The request - Retype each record below word for word. Leave the pictures out.
════
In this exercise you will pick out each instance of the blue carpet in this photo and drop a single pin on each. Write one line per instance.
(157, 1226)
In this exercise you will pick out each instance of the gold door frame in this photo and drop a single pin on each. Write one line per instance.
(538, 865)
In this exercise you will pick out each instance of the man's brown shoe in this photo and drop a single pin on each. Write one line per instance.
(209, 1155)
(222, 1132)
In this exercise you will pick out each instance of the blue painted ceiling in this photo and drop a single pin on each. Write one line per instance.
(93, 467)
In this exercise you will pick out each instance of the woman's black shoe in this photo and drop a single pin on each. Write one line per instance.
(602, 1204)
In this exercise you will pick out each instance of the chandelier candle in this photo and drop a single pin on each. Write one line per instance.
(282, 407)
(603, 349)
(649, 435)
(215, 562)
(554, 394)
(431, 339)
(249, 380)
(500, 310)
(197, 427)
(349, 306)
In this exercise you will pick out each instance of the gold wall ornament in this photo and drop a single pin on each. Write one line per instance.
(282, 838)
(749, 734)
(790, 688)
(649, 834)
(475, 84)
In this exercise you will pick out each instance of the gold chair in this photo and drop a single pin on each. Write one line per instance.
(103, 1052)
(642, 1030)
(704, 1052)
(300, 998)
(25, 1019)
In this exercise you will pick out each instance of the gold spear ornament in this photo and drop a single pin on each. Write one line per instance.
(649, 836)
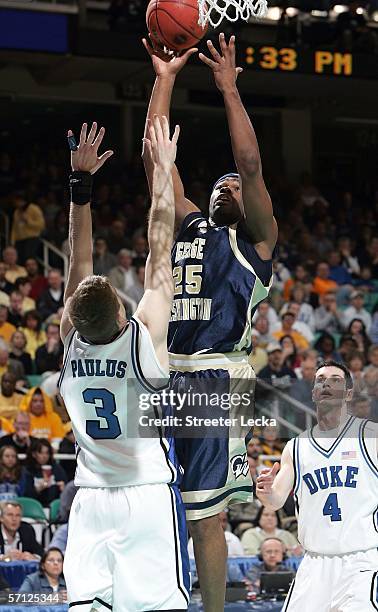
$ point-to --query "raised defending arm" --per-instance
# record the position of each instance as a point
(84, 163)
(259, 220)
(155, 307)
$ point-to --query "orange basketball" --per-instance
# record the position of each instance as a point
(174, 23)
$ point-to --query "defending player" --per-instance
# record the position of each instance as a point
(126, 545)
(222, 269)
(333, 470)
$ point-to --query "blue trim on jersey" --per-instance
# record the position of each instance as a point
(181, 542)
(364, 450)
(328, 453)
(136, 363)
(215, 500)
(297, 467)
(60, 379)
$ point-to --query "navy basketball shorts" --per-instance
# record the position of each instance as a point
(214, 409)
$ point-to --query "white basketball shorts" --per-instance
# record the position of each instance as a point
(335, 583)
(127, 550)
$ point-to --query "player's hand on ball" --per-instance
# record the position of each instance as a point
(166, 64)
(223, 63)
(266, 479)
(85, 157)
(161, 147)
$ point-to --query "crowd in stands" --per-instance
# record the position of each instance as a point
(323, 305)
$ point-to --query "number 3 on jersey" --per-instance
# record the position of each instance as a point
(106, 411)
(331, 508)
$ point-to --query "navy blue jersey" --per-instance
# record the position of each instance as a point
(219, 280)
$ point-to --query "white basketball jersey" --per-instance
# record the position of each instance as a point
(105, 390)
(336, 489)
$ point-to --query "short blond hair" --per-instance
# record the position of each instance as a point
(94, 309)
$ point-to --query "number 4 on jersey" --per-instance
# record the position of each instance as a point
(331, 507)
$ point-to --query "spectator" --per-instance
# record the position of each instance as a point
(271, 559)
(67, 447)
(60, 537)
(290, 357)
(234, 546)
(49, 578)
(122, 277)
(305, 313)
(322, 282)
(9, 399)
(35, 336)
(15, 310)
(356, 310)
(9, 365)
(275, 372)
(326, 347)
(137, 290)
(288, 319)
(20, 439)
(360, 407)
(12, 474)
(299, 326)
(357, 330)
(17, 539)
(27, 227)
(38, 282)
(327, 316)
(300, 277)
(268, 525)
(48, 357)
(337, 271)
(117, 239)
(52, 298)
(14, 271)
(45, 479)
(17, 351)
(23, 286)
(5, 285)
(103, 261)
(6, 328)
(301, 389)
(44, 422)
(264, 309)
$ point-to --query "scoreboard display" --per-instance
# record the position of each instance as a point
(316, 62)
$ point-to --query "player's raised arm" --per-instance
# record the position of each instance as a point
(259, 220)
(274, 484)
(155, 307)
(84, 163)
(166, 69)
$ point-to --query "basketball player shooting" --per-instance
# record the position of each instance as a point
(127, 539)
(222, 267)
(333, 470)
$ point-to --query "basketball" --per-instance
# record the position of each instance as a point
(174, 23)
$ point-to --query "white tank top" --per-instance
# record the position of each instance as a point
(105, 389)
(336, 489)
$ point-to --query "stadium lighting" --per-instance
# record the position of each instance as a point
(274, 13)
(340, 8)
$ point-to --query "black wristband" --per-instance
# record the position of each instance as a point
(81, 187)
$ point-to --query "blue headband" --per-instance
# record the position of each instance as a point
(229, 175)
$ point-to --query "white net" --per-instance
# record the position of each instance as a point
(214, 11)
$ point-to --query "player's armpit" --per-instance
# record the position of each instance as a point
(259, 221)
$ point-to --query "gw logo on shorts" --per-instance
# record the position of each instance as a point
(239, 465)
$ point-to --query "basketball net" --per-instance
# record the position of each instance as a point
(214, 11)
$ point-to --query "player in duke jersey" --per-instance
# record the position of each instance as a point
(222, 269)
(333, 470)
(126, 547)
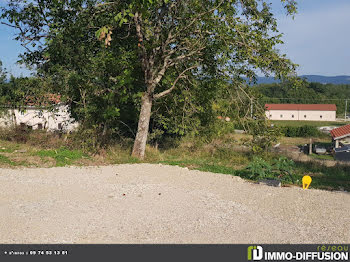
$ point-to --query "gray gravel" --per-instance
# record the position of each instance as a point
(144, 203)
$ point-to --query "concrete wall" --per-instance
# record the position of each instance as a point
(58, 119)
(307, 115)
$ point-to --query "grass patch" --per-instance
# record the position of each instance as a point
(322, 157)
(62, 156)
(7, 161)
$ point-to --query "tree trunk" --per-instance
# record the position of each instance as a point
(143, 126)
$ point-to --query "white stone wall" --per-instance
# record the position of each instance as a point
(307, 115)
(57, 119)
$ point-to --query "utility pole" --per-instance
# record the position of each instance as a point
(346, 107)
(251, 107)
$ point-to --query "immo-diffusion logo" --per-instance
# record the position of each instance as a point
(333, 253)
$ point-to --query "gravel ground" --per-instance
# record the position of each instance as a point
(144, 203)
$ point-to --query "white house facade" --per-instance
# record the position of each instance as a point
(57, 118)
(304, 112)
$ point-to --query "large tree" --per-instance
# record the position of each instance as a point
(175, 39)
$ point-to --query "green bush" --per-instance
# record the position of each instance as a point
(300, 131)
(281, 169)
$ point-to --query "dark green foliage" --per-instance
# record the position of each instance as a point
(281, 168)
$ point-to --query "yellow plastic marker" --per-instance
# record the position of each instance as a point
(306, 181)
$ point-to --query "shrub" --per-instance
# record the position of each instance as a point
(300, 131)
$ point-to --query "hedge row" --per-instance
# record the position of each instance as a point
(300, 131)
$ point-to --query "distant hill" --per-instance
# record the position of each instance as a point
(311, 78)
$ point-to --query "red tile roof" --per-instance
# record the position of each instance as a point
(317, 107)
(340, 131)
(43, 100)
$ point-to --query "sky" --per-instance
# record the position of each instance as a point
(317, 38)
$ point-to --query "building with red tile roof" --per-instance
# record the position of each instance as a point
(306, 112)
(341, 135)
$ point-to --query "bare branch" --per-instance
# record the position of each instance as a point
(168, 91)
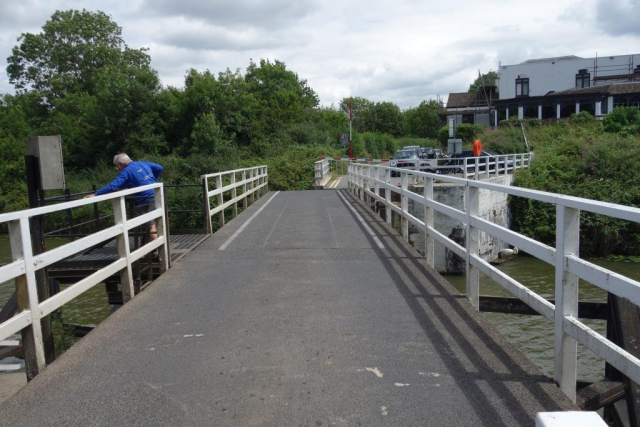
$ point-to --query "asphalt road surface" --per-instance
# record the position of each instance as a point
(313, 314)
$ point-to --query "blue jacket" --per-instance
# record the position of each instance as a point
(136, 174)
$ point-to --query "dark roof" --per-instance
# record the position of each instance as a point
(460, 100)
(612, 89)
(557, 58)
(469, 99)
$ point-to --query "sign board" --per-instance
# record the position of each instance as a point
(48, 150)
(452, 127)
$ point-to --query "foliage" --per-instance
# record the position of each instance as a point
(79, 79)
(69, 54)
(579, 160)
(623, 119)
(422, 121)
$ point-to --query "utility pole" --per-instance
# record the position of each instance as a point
════
Answer for this exercise -
In this exercise you will pick out each instance of the blue carpet in this photo and drop a single pin on each. Write one line per instance.
(157, 1226)
In this exercise you will pick out each instance of the gold door frame in this photo and drop a single pin on each. Write one line per instance.
(538, 865)
In this exercise you will pick out each instance of the man's brown shoe in this photo and drop a single pin on each. Write one line per instance.
(209, 1155)
(222, 1132)
In this exercise you will pick out each instance of the blue painted ceiling in this photo and drop a single pin on each. Write one line per instance.
(93, 467)
In this exercise you will pick out each instance of the woman's black shoe in this photo and drop a single pin on each. Write one line per instance.
(602, 1204)
In this exercise you will pick out each instance of the chandelier candle in this photo and drop a single pin on each. Write one line per instance.
(282, 407)
(603, 349)
(649, 435)
(215, 562)
(554, 394)
(431, 339)
(249, 380)
(500, 310)
(197, 427)
(349, 306)
In this exercise you will pick out each instance of the gold wall ornament in this photo and drop a single pin on each. Write one line per instance.
(282, 838)
(749, 734)
(790, 688)
(649, 834)
(475, 84)
In this exercise you will pick out each instance of the gold chair in this photo and drop a single pin on each. Write one line per instance.
(103, 1052)
(642, 1030)
(704, 1052)
(300, 998)
(25, 1019)
In this exercise you will pick out each instance of the gold spear ornament in this photo and drop a single pin on each. Write one line per instance.
(649, 836)
$ point-to --query "raised defending arm" --per-instance
# record the position of each instance as a point
(84, 163)
(259, 220)
(155, 307)
$ point-to --query "orange basketball" --per-instance
# record the position of each instance as a point
(174, 23)
$ point-to --query "defending player" --per-instance
# record the position of each instance as a point
(126, 545)
(222, 269)
(333, 470)
$ point-to --query "blue trim on jersey" --per-instance
# record the position of each instance as a point
(181, 542)
(364, 450)
(328, 453)
(136, 363)
(215, 500)
(297, 467)
(60, 379)
$ point-to --query "navy basketball shorts" --per-instance
# record the position of each instance as a point
(214, 409)
$ point-to --query "white basketball shorts" --per-instance
# record the position of each instance as a point
(335, 583)
(127, 550)
$ point-to --query "player's hand on ball" --per-instance
# record the position of each instance as a point
(166, 64)
(223, 63)
(266, 479)
(85, 157)
(161, 147)
$ point-to --query "crowd in stands" --per-instance
# record the position of each instance as a point
(323, 305)
$ point-to --query "number 3 on jersey" --per-instance
# record the position of each instance as a point
(106, 411)
(331, 508)
$ point-to --query "navy blue jersey" --per-instance
# record the position of each instance as a point
(219, 280)
$ point-to --query "white basketball jersey" --per-instance
# record the position of each instance as a point
(105, 390)
(336, 489)
$ point-to --query "short blond hair" --per-instance
# record the position of each instance as a point
(94, 309)
$ point-to --query "number 4 on jersey" --per-instance
# record the position of each instance as a point
(331, 507)
$ point-to --query "spectator" --per-instance
# record the position of each instance as a point
(271, 559)
(67, 447)
(60, 537)
(290, 357)
(234, 546)
(49, 578)
(122, 277)
(305, 313)
(322, 282)
(9, 399)
(35, 336)
(15, 310)
(356, 310)
(9, 365)
(275, 372)
(326, 347)
(137, 290)
(288, 319)
(20, 439)
(360, 407)
(12, 474)
(299, 326)
(357, 330)
(17, 539)
(27, 227)
(38, 282)
(327, 316)
(300, 277)
(268, 525)
(48, 357)
(337, 271)
(117, 239)
(52, 298)
(14, 271)
(45, 479)
(17, 351)
(23, 286)
(5, 285)
(103, 261)
(6, 328)
(301, 389)
(44, 422)
(264, 309)
$ point-to --query "scoreboard display" --per-instance
# record the position of each instance as a point
(316, 62)
$ point-to --query "player's raised arm" --per-instance
# record the position of each instance as a point
(259, 220)
(274, 484)
(155, 307)
(84, 163)
(166, 69)
$ point-to --query "basketball player shooting" --per-instance
# record the position of each instance as a point
(127, 539)
(222, 267)
(333, 470)
$ point-to --query "basketball" --per-instance
# record the position of each instance as a point
(174, 23)
$ point-to --query "white tank top" --per-instance
# record the position of each instance as a point
(105, 389)
(336, 489)
$ point-to --query "stadium lighting" --per-instance
# record the position of each instance as a point
(274, 13)
(340, 8)
$ point-to --query "black wristband" --per-instance
# record the position of each instance as a point
(81, 187)
$ point-to --query "blue headband" --per-instance
# record the position of each instance as a point
(229, 175)
$ point-to --query "white net" --per-instance
# record the position of each instance as a point
(214, 11)
$ point-to --query "player's armpit" --per-instance
# record the position of each instance as a point
(259, 221)
$ point-to --query "gw logo on shorts" --per-instance
# record the position of each instance as a point
(239, 465)
$ point-to --query "basketball net" --per-instance
# record the position of each instance as a point
(214, 11)
$ point-to --query "player in duke jersey" --per-instance
# record the position of each instance as a point
(222, 269)
(333, 470)
(126, 547)
$ point-to --query "gray gravel" --per-instance
# record the position of each instance as a point
(144, 203)
$ point-to --query "concrete wall" --per-instance
# record the position of each instance as a point
(58, 119)
(307, 115)
$ point-to --query "grass patch" --per-instance
# record the position of each instance as a point
(322, 157)
(62, 156)
(7, 161)
$ point-to --query "tree trunk" --per-instance
# record the position of each instance as a point
(143, 126)
$ point-to --query "white stone wall" --per-instance
# record the position of each instance as a point
(307, 115)
(57, 119)
$ point-to --query "utility pole" --per-instance
# record the position of each instance as a point
(346, 107)
(251, 107)
$ point-to --query "immo-diffusion logo" --per-instance
# record the position of each instance as a point
(333, 253)
$ point-to --query "gravel ground" --per-instance
# record the position of each instance as a point
(144, 203)
$ point-to --query "white house facade" --per-instance
# record the position of each instance as a point
(57, 118)
(304, 112)
$ point-to --query "large tree" --per-instance
# record the position of each instance as a point
(175, 39)
$ point-to --query "green bush" --per-instance
# record the position of each instance as a point
(300, 131)
(281, 169)
$ point-to --query "dark green foliage" --per-instance
# record the position of each instance as a point
(281, 168)
$ point-to --query "yellow plastic marker" --per-instance
# record the position of each instance as a point
(306, 181)
$ point-to --query "shrub" --per-instance
# record the position of each instance as a point
(300, 131)
$ point-to --query "hedge row" --per-instance
# record the position of each instance as a point
(300, 131)
$ point-to --query "distant hill" --per-instance
# record the position of each instance as a point
(311, 78)
$ point-to --query "red tile roof" --per-instance
# record the position of each instance as a point
(317, 107)
(340, 131)
(43, 100)
$ point-to --query "sky" --per-instance
# record the position of each instance as a point
(317, 38)
$ point-to --query "building with red tile roof" --per-instance
# record the position of each instance as a point
(306, 112)
(341, 135)
$ point-to --query "bare branch" --per-instance
# record the position of each instance as a point
(168, 91)
$ point-to --query "asphalt road surface" --per-instance
# record the position of each instance as a point
(313, 314)
$ point-to --query "blue jacket" --per-instance
# record the position of each instance as a point
(136, 174)
$ point-to --query "dark roof" --per-instance
# record the position of each instance as a point
(460, 100)
(612, 89)
(557, 58)
(469, 99)
$ point-to --query "sign board" --per-instance
# record the position of each instance as a point
(48, 150)
(452, 127)
$ point-to --query "foliage" --per-instance
# record the position of each instance as a point
(79, 79)
(69, 54)
(579, 160)
(623, 119)
(422, 121)
$ point-to --query "utility pole" --per-instance
# record the position of each instance as a point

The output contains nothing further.